TASK STATEMENT:
Pick out and copy each line of the items below that contains the word "locate". Treat uppercase and lowercase letters as different.

DATASET ROWS:
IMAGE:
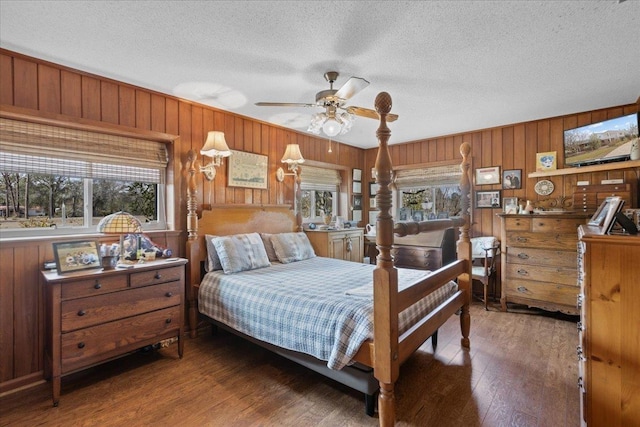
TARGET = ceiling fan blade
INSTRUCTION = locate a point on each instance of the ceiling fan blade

==

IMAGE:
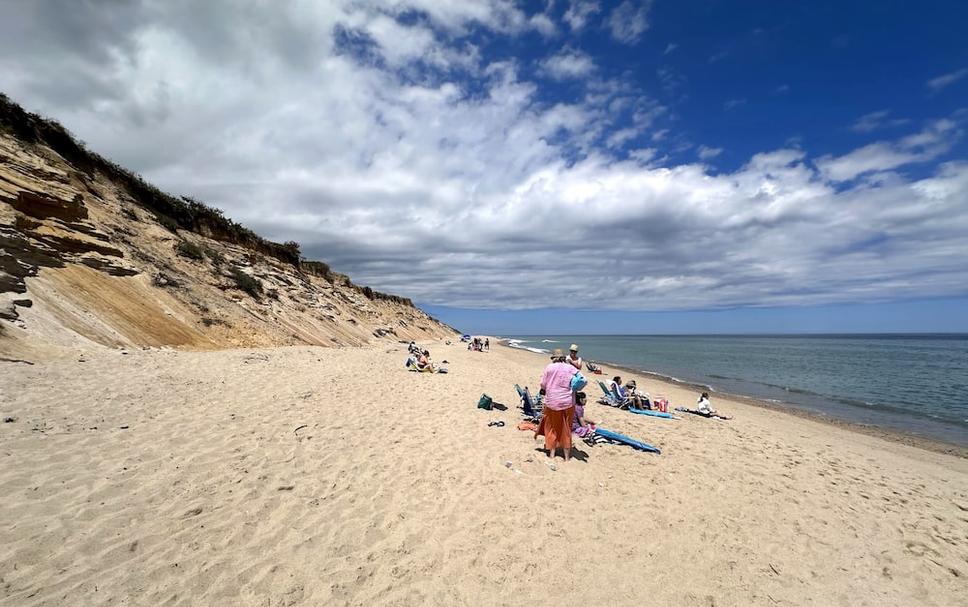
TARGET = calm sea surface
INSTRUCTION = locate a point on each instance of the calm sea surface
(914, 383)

EXERCISE RESULT:
INSTRUCTION = locate a point on each instance of the ceiling fan blade
INSTRUCTION = locate a point on each instance of the calm sea surface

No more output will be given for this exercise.